◆ Exercise inputs
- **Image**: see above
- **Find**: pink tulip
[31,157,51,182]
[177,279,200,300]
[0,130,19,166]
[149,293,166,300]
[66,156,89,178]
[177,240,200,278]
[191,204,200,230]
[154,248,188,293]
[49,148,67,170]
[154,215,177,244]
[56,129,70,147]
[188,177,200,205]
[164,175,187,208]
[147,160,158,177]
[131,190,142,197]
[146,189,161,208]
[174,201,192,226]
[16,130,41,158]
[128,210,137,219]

* * *

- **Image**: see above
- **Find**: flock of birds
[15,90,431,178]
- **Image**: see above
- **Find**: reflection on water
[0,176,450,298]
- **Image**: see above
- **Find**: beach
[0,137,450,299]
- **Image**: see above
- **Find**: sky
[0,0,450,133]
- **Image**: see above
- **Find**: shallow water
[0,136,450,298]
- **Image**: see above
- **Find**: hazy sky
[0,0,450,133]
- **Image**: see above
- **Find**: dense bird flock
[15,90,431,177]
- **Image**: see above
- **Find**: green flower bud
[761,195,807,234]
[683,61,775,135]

--

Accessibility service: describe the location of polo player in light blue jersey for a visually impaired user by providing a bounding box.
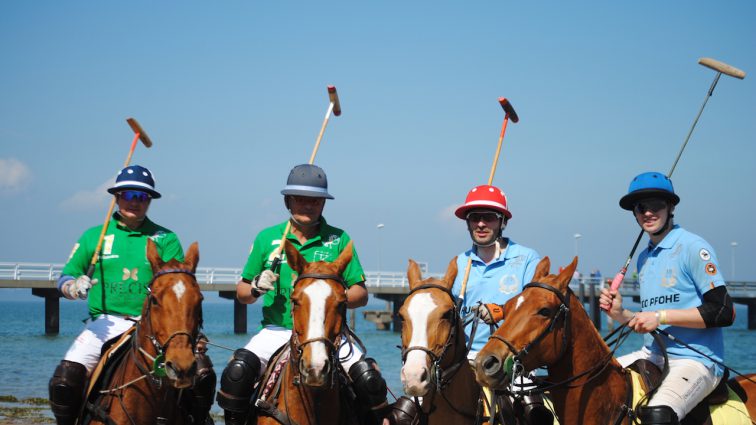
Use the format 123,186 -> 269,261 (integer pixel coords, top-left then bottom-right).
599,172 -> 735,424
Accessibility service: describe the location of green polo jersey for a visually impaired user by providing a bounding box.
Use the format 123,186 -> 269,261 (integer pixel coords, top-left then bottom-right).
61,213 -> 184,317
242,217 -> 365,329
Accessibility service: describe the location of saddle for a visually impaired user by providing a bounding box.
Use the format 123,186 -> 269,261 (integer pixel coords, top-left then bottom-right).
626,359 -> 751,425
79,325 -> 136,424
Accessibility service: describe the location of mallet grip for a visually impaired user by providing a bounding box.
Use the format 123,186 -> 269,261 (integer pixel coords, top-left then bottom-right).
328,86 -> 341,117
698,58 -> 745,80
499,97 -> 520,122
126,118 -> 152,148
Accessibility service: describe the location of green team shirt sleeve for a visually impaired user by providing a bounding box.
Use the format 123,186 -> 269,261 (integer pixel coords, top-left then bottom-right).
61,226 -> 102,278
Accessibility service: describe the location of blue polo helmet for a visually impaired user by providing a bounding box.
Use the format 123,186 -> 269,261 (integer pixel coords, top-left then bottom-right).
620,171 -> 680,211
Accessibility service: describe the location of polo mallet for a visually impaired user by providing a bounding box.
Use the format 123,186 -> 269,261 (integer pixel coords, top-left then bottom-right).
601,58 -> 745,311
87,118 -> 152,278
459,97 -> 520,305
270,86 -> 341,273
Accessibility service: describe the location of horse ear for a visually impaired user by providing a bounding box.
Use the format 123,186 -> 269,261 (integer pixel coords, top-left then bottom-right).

◆ Set problem
Copy the listing word for word, beginning at the line that has "Accessibility service: describe the location of polo mallet" and stopping after the line that has "270,86 -> 341,273".

◆ Task result
Accessibility service: describe the location of polo mallet for a visually impaired user by providing a bounding box.
Use the format 123,186 -> 269,261 (integer pixel coords, top-left then bottom-right).
601,58 -> 745,311
87,118 -> 152,278
459,97 -> 520,305
270,86 -> 341,273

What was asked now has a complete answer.